Your assignment ->
Every line from the one holding "For the reflection" through the final line of the entries is to be reproduced exactly, and no other line.

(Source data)
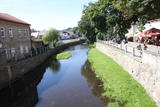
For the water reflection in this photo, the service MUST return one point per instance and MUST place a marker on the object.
(23, 92)
(65, 83)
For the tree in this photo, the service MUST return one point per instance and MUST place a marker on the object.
(33, 30)
(51, 37)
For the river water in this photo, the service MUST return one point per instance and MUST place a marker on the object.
(64, 83)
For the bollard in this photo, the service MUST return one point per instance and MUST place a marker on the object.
(133, 51)
(126, 48)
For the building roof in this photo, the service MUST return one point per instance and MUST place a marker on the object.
(7, 17)
(155, 20)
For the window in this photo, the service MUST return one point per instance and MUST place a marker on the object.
(1, 45)
(25, 32)
(19, 32)
(2, 33)
(21, 49)
(26, 48)
(10, 32)
(13, 51)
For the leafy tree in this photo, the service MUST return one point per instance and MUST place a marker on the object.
(51, 37)
(33, 30)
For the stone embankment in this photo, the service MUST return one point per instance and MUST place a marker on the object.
(145, 69)
(13, 71)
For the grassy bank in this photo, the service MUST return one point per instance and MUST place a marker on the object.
(118, 84)
(64, 55)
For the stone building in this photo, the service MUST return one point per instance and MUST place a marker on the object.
(15, 37)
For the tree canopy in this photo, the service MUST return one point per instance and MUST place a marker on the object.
(114, 17)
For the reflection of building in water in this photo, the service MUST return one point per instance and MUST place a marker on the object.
(23, 92)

Exercise output ->
For the reflection of building in water in this photo, the service MUST return one point per instance and MUST place a marker on the object.
(23, 92)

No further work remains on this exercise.